** start of SELECTED EXCERPT **

Set in World War II in a U boat/Submarine.
Starts off with all the Sailors having a great time in Paris. Then they get back on to the boat its very grim, hot, smelly, cramped. There is a lot of Boredom and sometimes danger they have to dive down several times to escape from the British fleet in the North Atlantic ocean.
They then go to a bit more sunnier climate near Gibraltar where they also get into difficulties.

This book is a bit hard going and very tedious in places. But I am glad I read it and also glad I am not in a Submarine. ( )
  Daftboy1 | Mar 14, 2024 |
It is a long book, with long stretches where nothing is happening, interspersed with short sections of terror and action. This is by design. The book makes you feel the boredom of weeks and weeks out at sea when nothing is happening, but also the visceral horror of bring trapped in a metal tube at the bottom of the ocean.

This style of writing is a bit crude, but effective. A better author might have evoked the concepts of boredom and terror without actually being boring. But it works. It is only boring in places that are supposed to be boring, and vividly communicates the emotions of life in a U-boat.

In the end, I can hardly imagine a worse fate than having to live and work in a U-boat in WW2. And a book that manages to evoke this much dread, is a good one to me. ( )
  bastibe | Apr 15, 2023 |
While this is a great story, I think the movie is better. Often, a big advantage of books over the movie is that the narration lets you inside the characters' minds. The narrator in this book, though, is thoroughly unconvincing as a character. Still, the narration is very cinematic, and you do get a lot more facts about U-boats than could be conveyed in the movie.

> The designers of our boat have dispensed with the storage rooms that on surface vessels are normally many and capacious—just as they have dispensed with washrooms. They have simply built their machines into this war tube and have persuaded themselves that, given the most sophisticated deployment of the jungle of pipes and huge propulsion engines, there would necessarily be enough nooks and crannies left over for the crew.

> If the Old Man decides to fire, the Chief must flood at once to make up for the weight of the torpedo. Otherwise the boat will rise. A torpedo weighs three thousand pounds—so an equivalent weight of water has to be taken on for each one launched.

** end of SELECTED EXCERPT **
** start of RECORDS SHOWN **

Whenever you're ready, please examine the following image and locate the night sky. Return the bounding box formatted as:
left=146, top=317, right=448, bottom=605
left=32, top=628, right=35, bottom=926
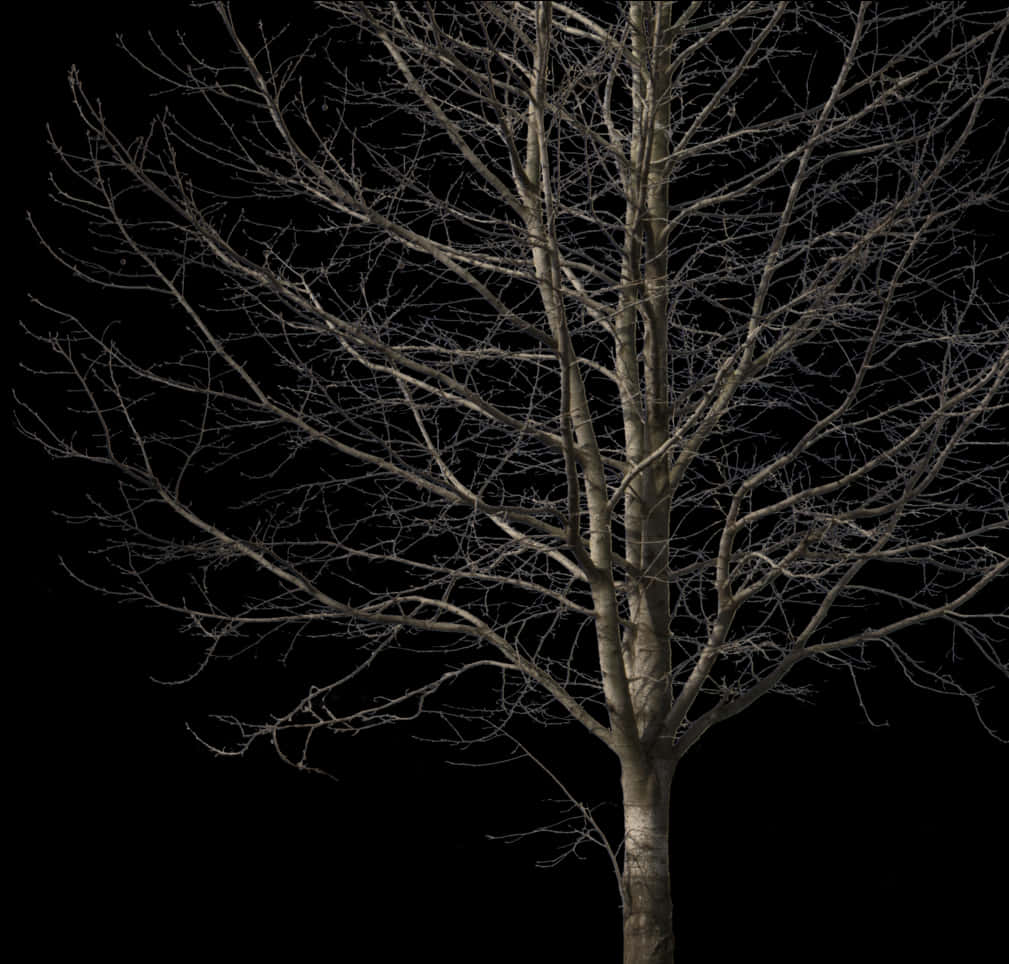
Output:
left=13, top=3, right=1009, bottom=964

** end of RECORDS SHOWN **
** start of RECORDS SHOWN **

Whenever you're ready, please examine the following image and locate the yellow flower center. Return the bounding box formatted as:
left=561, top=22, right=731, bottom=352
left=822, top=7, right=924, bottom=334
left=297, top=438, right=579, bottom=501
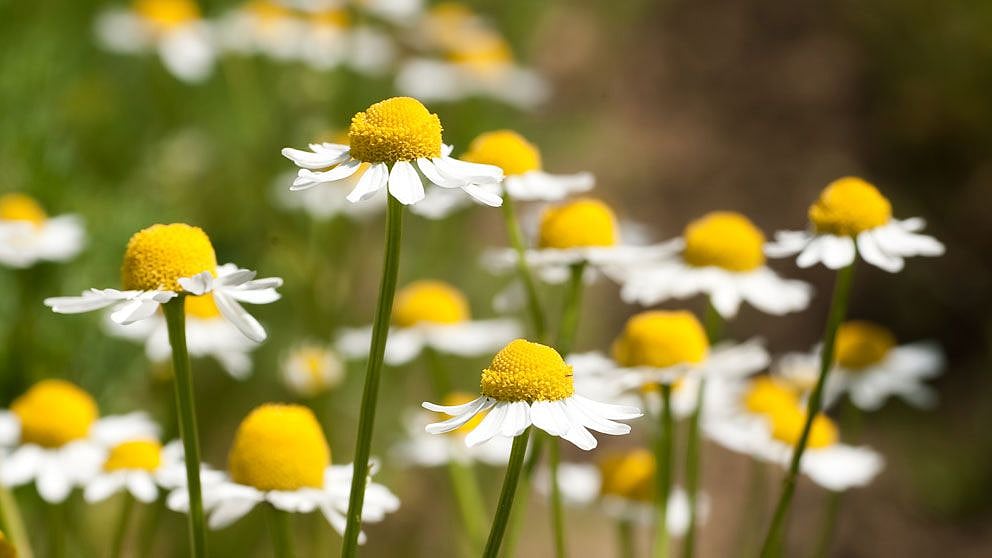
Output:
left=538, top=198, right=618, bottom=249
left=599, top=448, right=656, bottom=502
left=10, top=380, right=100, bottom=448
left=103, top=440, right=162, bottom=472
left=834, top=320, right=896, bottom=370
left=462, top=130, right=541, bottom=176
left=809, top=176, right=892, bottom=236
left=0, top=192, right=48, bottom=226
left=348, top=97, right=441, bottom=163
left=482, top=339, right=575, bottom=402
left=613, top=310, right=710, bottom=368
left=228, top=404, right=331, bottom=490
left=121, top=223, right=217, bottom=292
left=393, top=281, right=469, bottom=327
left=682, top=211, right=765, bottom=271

** end of RECORDS SHOWN **

PROBLEM. List every geographic place named in the U-boat book reviews.

TASK OUTPUT. Paris, the North Atlantic ocean, Gibraltar